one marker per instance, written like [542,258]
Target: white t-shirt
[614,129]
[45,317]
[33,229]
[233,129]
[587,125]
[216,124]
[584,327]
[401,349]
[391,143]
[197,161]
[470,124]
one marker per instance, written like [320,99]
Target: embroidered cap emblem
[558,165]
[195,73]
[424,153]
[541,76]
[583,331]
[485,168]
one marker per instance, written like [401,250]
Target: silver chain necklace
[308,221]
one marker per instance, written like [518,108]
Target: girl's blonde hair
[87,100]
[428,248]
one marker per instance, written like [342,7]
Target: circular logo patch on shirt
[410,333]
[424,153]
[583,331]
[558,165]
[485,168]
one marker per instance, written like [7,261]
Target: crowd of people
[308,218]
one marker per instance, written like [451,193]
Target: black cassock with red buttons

...

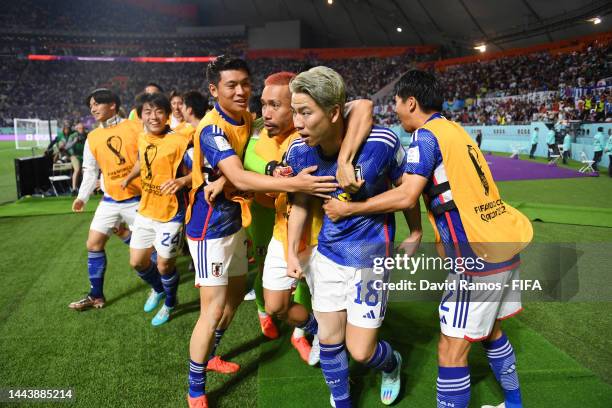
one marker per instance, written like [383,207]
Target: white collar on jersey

Exercise objective ▸ When you reach the line in the material above that holds "one marker per instance, written like [542,258]", begin reproducing lines exactly, and stop after the line that holds "Target: black cassock with red buttons".

Response to the exercise ▸
one marker per instance, written like [542,258]
Target: white t-shirt
[614,129]
[45,317]
[33,229]
[233,129]
[587,125]
[216,124]
[584,327]
[401,349]
[391,143]
[197,161]
[470,124]
one marker per instance, written like [320,99]
Target: embroidered cap emblem
[558,165]
[195,73]
[424,153]
[541,76]
[583,331]
[485,168]
one marker per instance, written like [401,250]
Target: silver chain necklace
[308,221]
one marker per instance, written like [518,108]
Target: girl's blonde hair
[87,100]
[428,248]
one marker per instance, written like [342,7]
Target: circular logo patch on shirt
[410,333]
[424,153]
[583,331]
[558,165]
[485,168]
one marker per instance, written like [7,261]
Target: crowd of people
[308,218]
one marker per instance, written like [451,193]
Target: black cassock with red buttons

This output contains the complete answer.